» TEXTE RETENU
_ _ _ _ _

Le 29 mai, on décompte un demi-million de manifestants à Paris à l’appel du PCF et de la CGT. Mais le lendemain, De Gaulle tient pour la première fois une allocution télévisée (à cause de la grève à la télévision, il avait dû jusque là communiquer par la radio). Il annonce la dissolution du parlement et la tenue de nouvelles élections. Il appelle ses partisans à créer des Comités pour la Défense de la République (CDR). Quelques heures plus tard, 600.000 gaullistes défilent dans les rues de Paris. C’est le tournant décisif : à partir de là, le mouvement de grève entame une ligne descendante.
Le 1er juin, les travailleurs des Postes et des télécommunications reprennent le travail. D’autres suivent peu à peu et les grands syndicats appelent à mettre fin aux actions de grève. Les CRS interviennent là où les appels syndicaux ne rencontrent pas de suite. Un lycéen maoïste est assassiné chez Renault à Flins et deux travailleurs chez Peugeot à Sochaux. Malgré cela, le mouvement fait toujours descendre des dizaines de milliers de jeunes dans la rue et des enseignants occupent même le bâtiment de leur syndicat (la FEN) pour protester sontre son appel à reprendre le travail.

_ _ _ _ _

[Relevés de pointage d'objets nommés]
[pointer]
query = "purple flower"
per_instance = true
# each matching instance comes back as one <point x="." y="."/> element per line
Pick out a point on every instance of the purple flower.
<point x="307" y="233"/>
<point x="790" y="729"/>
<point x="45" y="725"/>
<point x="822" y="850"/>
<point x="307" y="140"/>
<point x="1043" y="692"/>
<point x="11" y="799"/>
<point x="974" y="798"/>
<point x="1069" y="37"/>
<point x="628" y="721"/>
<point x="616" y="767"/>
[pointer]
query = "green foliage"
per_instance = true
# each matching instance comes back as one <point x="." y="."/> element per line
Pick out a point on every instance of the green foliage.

_ _ _ _ _

» TÂCHES À RÉALISER
1. D'après le texte sur le mouvement de grève, combien de gaullistes défilent dans les rues de Paris quelques heures après l'allocution télévisée de De Gaulle ?
2. Présentez l'ensemble du listing sous forme de liste JSON de chaînes, à raison d'une chaîne par ligne, sans les lignes vides.

» LISTE DES RÉPONSES
1. 600.000 gaullistes défilent dans les rues de Paris.

2.
[
  "[pointer]",
  "query = \"purple flower\"",
  "per_instance = true",
  "# each matching instance comes back as one <point x=\".\" y=\".\"/> element per line",
  "Pick out a point on every instance of the purple flower.",
  "<point x=\"307\" y=\"233\"/>",
  "<point x=\"790\" y=\"729\"/>",
  "<point x=\"45\" y=\"725\"/>",
  "<point x=\"822\" y=\"850\"/>",
  "<point x=\"307\" y=\"140\"/>",
  "<point x=\"1043\" y=\"692\"/>",
  "<point x=\"11\" y=\"799\"/>",
  "<point x=\"974\" y=\"798\"/>",
  "<point x=\"1069\" y=\"37\"/>",
  "<point x=\"628\" y=\"721\"/>",
  "<point x=\"616\" y=\"767\"/>",
  "[pointer]",
  "query = \"green foliage\"",
  "per_instance = true",
  "# each matching instance comes back as one <point x=\".\" y=\".\"/> element per line",
  "Pick out a point on every instance of the green foliage."
]